REQUIRED WORK:
In the listing below, how many lines hold "water"? Give the number only.

AVAILABLE RECORDS:

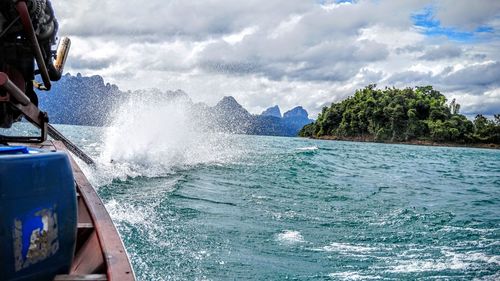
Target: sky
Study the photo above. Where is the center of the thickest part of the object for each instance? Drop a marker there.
(289, 52)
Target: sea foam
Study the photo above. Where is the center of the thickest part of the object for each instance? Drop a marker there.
(290, 237)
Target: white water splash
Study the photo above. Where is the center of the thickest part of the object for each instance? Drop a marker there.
(152, 135)
(290, 237)
(308, 148)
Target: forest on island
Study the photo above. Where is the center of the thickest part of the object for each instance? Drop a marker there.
(402, 115)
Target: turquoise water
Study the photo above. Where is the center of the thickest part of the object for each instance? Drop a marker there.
(270, 208)
(232, 207)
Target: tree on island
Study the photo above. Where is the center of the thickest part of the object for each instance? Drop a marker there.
(400, 115)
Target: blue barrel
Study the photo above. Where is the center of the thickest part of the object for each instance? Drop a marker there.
(38, 214)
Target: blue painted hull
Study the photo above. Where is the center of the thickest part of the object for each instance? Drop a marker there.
(38, 214)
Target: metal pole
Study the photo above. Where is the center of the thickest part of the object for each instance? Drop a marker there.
(13, 89)
(22, 9)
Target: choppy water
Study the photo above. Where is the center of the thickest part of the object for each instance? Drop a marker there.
(268, 208)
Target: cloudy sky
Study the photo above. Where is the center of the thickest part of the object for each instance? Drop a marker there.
(289, 52)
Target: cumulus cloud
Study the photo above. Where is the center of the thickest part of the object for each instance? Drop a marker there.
(441, 52)
(465, 14)
(285, 52)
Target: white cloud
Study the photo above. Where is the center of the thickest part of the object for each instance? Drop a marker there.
(285, 52)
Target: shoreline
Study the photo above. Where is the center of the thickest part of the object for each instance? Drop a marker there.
(413, 142)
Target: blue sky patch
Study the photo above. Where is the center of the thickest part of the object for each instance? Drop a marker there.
(431, 26)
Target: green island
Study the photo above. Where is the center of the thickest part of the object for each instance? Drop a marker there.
(419, 115)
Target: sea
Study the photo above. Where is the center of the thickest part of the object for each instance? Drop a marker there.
(197, 205)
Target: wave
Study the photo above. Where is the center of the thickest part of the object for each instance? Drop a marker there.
(308, 148)
(152, 136)
(290, 237)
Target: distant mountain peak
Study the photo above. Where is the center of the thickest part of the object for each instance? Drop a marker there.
(272, 111)
(296, 112)
(229, 105)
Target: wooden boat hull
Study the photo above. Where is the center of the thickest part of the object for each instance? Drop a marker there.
(99, 253)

EXERCISE RESULT:
3